• [Data to process]

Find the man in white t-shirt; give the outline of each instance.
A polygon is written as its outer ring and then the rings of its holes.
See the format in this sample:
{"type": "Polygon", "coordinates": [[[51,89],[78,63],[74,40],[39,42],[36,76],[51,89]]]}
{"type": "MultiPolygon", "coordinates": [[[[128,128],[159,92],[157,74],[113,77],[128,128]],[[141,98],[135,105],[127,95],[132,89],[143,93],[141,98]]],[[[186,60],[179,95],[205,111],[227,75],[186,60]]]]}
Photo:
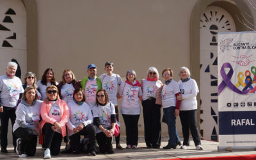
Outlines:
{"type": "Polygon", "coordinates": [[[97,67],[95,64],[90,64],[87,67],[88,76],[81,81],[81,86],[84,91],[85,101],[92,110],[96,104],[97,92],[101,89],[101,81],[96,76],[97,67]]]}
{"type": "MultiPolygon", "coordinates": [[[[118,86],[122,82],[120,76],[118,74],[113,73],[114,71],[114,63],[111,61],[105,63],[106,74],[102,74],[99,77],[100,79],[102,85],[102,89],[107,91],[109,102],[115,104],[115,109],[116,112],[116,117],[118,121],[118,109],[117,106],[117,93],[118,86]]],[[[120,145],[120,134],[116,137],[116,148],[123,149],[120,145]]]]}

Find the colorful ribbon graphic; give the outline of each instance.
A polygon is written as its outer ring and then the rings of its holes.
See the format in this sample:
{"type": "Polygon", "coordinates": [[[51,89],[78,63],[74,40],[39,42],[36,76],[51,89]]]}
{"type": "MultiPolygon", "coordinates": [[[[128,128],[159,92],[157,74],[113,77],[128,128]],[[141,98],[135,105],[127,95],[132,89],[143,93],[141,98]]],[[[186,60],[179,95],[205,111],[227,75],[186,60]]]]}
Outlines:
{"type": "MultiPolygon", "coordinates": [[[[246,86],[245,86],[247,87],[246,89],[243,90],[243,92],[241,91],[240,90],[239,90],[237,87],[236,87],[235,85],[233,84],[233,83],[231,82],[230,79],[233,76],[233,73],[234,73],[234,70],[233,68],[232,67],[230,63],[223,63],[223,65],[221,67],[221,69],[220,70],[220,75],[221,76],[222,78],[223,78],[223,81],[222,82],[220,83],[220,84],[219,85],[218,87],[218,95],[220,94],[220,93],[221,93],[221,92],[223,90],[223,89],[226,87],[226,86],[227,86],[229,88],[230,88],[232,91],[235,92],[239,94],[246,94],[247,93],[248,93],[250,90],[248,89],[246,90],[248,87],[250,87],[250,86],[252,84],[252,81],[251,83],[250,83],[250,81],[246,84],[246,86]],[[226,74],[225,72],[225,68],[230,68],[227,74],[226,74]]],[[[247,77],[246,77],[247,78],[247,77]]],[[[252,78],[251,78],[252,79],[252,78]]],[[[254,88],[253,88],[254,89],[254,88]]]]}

• [Description of the task] Extract, exactly as they appear, the lines from the one containing "Find the colorful" through the final line.

• [Finished answer]
Find the colorful ribbon graphic; give the outline of each instance.
A polygon is written as its outer ring and then the rings of its holes.
See the format in this sample:
{"type": "Polygon", "coordinates": [[[51,89],[78,63],[74,40],[39,42],[36,76],[51,89]]]}
{"type": "MultiPolygon", "coordinates": [[[[128,128],[159,92],[157,74],[113,77],[128,128]],[[141,98],[135,105],[127,95],[132,89],[143,93],[141,98]]],[[[186,60],[179,95],[205,111],[227,75],[186,60]]]]}
Outlines:
{"type": "MultiPolygon", "coordinates": [[[[246,86],[245,86],[247,87],[246,89],[243,90],[243,92],[241,91],[240,90],[239,90],[237,87],[236,87],[235,85],[233,84],[233,83],[231,82],[230,79],[233,76],[233,73],[234,73],[234,70],[233,68],[232,67],[230,63],[223,63],[223,65],[221,67],[221,69],[220,70],[220,75],[221,76],[222,78],[223,78],[223,81],[222,82],[220,83],[220,84],[219,85],[218,87],[218,95],[220,94],[220,93],[221,93],[221,92],[223,90],[223,89],[226,87],[226,86],[227,86],[229,88],[230,88],[232,91],[235,92],[239,94],[246,94],[247,93],[248,93],[250,90],[248,89],[246,90],[248,87],[250,87],[250,86],[252,84],[252,81],[251,83],[250,83],[250,81],[246,84],[246,86]],[[226,74],[225,72],[225,68],[230,68],[227,74],[226,74]]],[[[247,77],[246,77],[247,78],[247,77]]],[[[252,78],[251,78],[252,79],[252,78]]],[[[254,88],[253,88],[254,89],[254,88]]]]}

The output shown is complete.